◆ Task description ◆
Where a line in the records holds "below", count it once; return only the final number.

(Natural-language object grounding data)
******************************

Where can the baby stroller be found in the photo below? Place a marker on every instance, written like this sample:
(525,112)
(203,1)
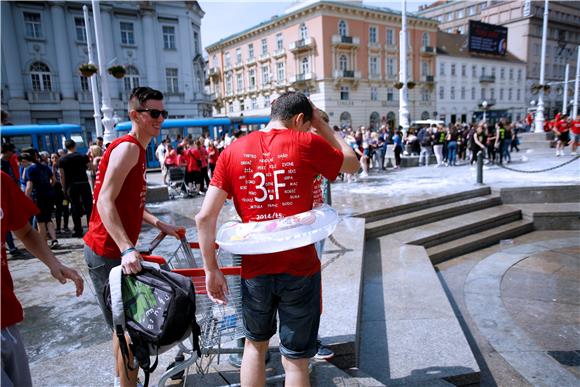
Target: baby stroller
(176,182)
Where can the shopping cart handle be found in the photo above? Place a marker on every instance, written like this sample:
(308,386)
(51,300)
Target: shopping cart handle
(155,259)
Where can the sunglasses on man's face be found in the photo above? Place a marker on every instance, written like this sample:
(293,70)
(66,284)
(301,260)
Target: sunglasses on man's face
(154,113)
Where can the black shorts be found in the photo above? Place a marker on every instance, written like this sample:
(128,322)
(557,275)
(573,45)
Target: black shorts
(46,207)
(295,299)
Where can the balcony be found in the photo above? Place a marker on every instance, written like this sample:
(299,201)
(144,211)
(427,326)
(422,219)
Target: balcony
(427,50)
(43,96)
(487,78)
(345,41)
(302,45)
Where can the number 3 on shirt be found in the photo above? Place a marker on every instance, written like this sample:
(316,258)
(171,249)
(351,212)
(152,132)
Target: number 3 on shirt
(262,184)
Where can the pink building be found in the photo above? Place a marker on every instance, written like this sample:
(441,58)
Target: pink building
(344,55)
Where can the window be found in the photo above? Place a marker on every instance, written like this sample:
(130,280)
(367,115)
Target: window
(127,33)
(303,31)
(172,81)
(374,65)
(264,46)
(342,28)
(372,34)
(265,75)
(169,37)
(252,79)
(390,37)
(281,72)
(344,93)
(343,63)
(425,39)
(84,83)
(131,78)
(32,25)
(40,77)
(80,30)
(239,83)
(305,65)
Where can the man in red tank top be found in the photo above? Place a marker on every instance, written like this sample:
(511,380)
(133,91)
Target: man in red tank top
(119,205)
(270,174)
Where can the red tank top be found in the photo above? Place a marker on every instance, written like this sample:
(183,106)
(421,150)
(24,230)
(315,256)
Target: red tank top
(130,204)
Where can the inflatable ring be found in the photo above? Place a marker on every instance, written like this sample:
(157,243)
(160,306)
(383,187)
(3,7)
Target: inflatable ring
(277,235)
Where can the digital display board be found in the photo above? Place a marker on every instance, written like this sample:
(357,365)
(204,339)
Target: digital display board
(487,38)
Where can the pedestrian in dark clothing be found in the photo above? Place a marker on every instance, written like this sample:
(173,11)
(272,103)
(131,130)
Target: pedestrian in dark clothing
(75,184)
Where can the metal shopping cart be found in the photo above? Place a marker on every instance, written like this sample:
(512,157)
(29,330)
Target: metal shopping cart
(220,324)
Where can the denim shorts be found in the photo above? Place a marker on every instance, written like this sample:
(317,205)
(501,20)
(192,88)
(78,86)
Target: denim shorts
(297,302)
(99,269)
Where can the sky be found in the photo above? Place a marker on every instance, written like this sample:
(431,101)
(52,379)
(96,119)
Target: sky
(225,18)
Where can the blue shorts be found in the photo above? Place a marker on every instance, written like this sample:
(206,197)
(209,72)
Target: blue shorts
(297,302)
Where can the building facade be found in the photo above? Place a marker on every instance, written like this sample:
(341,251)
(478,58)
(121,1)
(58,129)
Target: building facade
(344,55)
(524,19)
(159,43)
(465,80)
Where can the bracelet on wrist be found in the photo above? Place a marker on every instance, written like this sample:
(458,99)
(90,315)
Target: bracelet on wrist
(128,251)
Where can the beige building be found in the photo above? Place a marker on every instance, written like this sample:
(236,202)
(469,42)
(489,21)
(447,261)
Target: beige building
(344,55)
(524,22)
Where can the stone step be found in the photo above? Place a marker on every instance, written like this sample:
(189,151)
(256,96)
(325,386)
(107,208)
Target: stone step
(459,226)
(480,240)
(406,208)
(429,215)
(409,332)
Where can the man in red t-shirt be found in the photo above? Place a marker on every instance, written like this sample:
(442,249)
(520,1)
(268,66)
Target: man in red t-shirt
(119,198)
(576,134)
(16,208)
(270,173)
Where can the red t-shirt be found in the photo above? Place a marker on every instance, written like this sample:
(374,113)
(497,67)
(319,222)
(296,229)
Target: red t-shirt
(576,126)
(16,208)
(270,175)
(130,204)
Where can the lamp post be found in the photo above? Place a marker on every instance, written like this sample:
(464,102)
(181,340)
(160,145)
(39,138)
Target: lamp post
(106,108)
(539,121)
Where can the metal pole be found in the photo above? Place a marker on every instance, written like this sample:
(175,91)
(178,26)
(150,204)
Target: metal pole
(575,111)
(404,92)
(94,90)
(539,121)
(106,108)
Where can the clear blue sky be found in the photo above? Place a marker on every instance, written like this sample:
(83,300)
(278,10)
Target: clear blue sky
(225,18)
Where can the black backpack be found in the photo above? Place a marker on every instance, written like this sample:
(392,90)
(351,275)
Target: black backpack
(157,309)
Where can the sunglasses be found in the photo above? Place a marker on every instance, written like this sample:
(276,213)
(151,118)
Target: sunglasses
(154,113)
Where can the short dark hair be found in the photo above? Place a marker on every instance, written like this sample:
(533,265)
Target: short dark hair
(289,104)
(70,144)
(140,95)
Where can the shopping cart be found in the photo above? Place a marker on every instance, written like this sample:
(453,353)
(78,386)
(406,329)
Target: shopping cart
(220,324)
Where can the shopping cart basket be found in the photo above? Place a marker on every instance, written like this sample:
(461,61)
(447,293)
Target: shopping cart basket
(220,324)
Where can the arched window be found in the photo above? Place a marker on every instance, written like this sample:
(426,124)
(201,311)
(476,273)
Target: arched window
(425,40)
(305,65)
(131,78)
(343,63)
(342,28)
(345,120)
(374,120)
(40,77)
(303,31)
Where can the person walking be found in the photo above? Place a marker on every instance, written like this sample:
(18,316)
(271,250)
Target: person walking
(75,184)
(120,191)
(287,283)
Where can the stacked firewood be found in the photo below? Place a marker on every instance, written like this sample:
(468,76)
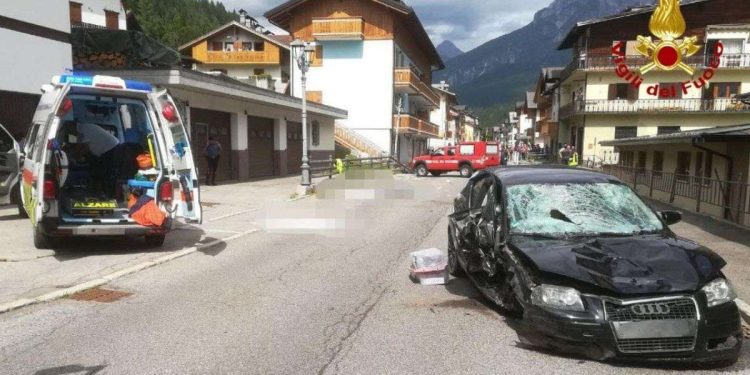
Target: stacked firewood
(83,60)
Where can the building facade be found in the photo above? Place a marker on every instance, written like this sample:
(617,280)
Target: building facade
(598,105)
(547,99)
(444,116)
(376,50)
(38,32)
(241,50)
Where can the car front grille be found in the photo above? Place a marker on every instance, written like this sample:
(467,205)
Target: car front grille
(683,308)
(659,345)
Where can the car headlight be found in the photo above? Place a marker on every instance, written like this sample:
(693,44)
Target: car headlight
(557,297)
(718,292)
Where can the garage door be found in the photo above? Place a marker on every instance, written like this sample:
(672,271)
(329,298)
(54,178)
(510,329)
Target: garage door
(206,123)
(260,146)
(294,148)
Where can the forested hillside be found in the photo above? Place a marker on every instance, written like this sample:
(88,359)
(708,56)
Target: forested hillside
(174,22)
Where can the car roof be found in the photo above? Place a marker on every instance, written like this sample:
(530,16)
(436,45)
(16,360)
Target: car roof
(522,175)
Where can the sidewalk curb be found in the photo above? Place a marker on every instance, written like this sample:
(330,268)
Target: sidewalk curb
(17,304)
(744,310)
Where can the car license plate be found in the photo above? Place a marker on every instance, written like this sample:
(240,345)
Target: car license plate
(655,329)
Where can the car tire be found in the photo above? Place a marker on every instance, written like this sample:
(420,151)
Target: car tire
(454,266)
(155,240)
(41,240)
(19,202)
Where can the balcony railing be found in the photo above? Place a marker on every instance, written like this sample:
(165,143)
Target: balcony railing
(349,28)
(243,57)
(411,124)
(406,79)
(606,62)
(654,106)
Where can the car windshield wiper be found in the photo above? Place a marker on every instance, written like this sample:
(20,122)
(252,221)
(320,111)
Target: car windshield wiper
(538,236)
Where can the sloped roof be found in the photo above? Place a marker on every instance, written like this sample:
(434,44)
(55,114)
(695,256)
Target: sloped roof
(279,16)
(269,38)
(722,133)
(571,37)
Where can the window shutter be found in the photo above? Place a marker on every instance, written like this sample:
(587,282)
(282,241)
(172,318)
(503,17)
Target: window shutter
(612,92)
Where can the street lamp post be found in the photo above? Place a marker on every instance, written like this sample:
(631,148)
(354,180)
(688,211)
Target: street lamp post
(302,53)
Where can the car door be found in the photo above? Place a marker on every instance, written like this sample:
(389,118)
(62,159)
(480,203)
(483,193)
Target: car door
(466,221)
(178,157)
(9,152)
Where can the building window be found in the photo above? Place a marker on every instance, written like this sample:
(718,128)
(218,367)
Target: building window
(667,130)
(658,164)
(670,90)
(626,132)
(698,164)
(683,164)
(724,90)
(707,171)
(76,17)
(112,19)
(641,160)
(316,133)
(626,159)
(622,91)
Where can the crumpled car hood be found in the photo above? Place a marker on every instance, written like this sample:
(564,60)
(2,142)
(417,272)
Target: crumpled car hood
(639,265)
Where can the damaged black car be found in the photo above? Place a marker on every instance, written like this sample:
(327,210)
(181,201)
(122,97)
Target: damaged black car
(591,269)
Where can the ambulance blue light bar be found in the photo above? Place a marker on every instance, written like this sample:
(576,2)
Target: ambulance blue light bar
(103,82)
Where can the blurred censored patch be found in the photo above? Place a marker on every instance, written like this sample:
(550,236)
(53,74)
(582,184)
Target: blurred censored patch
(371,185)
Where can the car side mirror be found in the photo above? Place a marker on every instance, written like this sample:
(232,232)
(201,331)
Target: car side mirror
(671,217)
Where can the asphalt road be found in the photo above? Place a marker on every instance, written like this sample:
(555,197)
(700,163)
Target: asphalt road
(337,301)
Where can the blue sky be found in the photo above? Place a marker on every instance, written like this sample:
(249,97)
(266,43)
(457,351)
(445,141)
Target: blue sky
(468,23)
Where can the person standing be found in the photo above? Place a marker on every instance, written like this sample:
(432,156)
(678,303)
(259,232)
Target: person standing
(213,155)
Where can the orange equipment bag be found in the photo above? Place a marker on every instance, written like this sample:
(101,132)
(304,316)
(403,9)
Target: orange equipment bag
(145,161)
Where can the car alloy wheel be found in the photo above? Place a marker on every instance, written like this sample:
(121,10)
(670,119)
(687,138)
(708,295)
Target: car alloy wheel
(454,267)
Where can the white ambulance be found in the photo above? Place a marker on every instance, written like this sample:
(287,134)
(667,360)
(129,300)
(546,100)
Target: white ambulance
(95,141)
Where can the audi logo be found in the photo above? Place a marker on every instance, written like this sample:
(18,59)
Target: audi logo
(650,309)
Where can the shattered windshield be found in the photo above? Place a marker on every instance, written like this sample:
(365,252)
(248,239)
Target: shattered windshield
(562,210)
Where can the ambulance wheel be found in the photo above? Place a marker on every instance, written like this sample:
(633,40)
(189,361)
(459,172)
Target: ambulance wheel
(41,240)
(155,240)
(19,202)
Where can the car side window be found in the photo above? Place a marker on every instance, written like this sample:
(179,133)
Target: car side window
(6,141)
(30,144)
(479,192)
(489,203)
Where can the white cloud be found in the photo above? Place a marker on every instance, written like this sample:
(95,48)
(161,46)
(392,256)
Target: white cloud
(468,23)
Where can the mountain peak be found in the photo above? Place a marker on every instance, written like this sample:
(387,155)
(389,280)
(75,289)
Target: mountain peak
(448,50)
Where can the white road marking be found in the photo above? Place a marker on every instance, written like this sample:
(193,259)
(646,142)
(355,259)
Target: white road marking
(116,275)
(230,215)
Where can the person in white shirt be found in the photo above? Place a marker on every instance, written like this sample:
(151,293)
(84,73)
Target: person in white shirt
(98,140)
(105,156)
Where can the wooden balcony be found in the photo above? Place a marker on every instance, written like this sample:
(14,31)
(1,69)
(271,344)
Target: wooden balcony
(653,106)
(405,80)
(242,57)
(410,124)
(607,62)
(349,28)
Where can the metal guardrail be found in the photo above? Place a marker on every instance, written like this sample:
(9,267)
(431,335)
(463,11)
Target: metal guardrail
(328,168)
(730,196)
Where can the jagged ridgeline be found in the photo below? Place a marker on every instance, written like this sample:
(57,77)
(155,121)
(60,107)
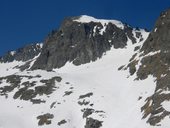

******************************

◆ Problem solution ◆
3